━━━ Supplied data

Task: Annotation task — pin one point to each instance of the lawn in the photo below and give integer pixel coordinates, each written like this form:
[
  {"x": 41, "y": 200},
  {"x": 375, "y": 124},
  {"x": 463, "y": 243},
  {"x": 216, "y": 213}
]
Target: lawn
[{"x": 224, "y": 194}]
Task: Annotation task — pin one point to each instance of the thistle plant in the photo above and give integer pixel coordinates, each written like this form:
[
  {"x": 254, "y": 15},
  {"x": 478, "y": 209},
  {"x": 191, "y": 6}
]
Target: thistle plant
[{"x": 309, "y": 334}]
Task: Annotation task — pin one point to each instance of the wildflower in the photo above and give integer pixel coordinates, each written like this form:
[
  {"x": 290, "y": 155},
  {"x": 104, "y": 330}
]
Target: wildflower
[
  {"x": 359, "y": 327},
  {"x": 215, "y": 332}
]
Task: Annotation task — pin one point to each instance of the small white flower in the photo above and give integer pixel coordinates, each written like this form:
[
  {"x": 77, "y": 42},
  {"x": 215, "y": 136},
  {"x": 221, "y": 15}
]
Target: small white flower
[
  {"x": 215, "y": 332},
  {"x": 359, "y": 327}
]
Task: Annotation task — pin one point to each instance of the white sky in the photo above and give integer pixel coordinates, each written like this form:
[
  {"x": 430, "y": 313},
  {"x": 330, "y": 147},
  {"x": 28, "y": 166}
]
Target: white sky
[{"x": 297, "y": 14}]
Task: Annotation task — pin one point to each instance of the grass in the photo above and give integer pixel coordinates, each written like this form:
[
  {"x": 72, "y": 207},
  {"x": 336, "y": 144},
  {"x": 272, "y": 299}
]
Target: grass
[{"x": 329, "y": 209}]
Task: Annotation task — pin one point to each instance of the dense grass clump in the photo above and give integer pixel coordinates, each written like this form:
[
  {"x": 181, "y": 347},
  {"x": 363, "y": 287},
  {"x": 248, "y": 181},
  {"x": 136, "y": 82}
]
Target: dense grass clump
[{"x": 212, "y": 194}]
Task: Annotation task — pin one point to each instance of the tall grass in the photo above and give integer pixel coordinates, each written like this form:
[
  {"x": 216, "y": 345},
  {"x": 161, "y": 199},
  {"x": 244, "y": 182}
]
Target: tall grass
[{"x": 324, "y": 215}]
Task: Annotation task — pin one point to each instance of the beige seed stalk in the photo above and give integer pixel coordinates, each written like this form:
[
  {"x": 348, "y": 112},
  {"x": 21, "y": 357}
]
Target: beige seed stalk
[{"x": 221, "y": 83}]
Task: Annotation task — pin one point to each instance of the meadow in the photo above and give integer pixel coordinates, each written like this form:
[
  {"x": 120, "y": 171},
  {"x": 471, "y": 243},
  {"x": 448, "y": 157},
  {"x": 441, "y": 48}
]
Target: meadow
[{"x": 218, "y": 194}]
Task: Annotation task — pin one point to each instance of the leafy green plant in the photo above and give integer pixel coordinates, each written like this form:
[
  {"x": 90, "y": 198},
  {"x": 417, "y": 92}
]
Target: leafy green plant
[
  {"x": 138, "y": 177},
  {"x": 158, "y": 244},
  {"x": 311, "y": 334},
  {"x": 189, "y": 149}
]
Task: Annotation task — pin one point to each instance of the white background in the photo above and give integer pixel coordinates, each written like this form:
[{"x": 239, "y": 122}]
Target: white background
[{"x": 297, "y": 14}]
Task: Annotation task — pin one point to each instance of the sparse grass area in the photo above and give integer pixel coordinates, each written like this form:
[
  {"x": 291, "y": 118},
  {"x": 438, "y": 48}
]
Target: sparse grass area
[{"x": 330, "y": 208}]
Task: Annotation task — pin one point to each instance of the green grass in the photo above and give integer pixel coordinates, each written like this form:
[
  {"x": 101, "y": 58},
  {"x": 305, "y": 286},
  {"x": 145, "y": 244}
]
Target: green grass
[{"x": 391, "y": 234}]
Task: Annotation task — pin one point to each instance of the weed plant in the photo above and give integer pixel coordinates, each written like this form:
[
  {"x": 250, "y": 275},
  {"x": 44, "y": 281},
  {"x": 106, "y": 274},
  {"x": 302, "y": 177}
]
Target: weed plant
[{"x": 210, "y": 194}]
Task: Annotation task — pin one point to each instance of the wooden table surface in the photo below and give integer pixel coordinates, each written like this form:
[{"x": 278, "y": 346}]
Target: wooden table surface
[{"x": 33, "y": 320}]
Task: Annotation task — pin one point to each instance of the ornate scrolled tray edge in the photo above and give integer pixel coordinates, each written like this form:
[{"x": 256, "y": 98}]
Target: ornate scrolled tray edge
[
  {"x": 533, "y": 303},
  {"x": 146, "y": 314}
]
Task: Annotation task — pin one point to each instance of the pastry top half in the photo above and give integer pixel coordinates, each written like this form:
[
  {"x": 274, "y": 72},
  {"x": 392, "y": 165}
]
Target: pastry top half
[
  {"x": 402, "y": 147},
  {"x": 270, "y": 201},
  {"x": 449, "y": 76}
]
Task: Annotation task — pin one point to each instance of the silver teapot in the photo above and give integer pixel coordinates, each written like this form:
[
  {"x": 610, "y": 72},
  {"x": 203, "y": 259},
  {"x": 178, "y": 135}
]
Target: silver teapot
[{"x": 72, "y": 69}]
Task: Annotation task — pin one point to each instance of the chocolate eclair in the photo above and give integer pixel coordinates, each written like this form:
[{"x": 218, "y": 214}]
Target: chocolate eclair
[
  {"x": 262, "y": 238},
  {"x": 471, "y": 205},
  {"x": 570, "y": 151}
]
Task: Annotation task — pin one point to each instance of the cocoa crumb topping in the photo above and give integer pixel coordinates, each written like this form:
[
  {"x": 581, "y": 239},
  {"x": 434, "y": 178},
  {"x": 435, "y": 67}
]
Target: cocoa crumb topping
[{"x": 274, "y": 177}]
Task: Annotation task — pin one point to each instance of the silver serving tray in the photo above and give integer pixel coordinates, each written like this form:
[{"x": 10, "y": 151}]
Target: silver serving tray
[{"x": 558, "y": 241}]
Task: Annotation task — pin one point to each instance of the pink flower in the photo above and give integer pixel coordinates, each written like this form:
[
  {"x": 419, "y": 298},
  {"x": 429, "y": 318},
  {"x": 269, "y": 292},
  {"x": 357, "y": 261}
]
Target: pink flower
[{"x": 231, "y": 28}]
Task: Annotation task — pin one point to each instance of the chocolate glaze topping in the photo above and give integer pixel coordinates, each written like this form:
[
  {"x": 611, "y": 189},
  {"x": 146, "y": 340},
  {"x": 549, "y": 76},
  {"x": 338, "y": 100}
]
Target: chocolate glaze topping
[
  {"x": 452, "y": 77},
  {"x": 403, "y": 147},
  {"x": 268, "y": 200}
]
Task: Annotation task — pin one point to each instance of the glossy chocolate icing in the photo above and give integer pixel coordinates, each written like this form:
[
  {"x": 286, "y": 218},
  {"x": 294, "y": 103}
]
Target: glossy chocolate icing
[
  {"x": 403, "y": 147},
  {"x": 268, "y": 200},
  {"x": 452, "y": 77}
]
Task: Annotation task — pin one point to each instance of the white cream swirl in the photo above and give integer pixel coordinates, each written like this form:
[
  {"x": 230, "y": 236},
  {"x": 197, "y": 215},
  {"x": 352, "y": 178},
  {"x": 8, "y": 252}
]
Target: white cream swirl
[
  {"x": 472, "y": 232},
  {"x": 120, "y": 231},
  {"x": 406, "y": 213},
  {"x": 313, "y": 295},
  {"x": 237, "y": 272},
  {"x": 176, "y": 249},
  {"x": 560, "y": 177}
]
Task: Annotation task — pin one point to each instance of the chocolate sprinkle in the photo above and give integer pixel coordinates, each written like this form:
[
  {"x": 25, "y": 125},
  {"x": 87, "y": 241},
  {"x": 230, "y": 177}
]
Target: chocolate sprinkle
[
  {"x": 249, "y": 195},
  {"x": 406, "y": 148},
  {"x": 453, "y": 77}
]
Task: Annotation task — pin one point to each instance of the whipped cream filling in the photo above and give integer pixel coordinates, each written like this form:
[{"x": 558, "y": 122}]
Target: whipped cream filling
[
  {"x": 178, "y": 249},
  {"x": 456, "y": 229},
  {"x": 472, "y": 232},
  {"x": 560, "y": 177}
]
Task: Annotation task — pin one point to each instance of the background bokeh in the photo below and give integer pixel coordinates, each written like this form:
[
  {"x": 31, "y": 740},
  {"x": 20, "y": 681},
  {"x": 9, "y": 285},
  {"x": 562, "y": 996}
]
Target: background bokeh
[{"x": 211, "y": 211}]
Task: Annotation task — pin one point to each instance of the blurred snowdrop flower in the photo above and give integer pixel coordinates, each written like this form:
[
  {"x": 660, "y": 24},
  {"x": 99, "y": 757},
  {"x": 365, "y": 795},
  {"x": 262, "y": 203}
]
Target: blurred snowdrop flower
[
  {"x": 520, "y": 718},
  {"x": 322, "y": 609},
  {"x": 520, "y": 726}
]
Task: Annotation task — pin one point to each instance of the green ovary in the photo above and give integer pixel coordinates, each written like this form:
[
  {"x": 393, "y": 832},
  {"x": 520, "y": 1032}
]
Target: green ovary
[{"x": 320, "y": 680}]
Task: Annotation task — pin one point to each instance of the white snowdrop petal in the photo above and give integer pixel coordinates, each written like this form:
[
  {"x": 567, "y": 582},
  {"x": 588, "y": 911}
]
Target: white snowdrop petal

━━━━━━

▸ **Set problem**
Extract and reproduce verbatim the lines from the line with "of the background" to the line with "Target: background bokeh", both included.

▸ **The completed task**
Task: Annotation task — pin one point to each instance of the background bokeh in the photo below and give integer pixel coordinates, each written like this form:
[
  {"x": 31, "y": 740},
  {"x": 20, "y": 681},
  {"x": 9, "y": 285},
  {"x": 562, "y": 996}
]
Target: background bokeh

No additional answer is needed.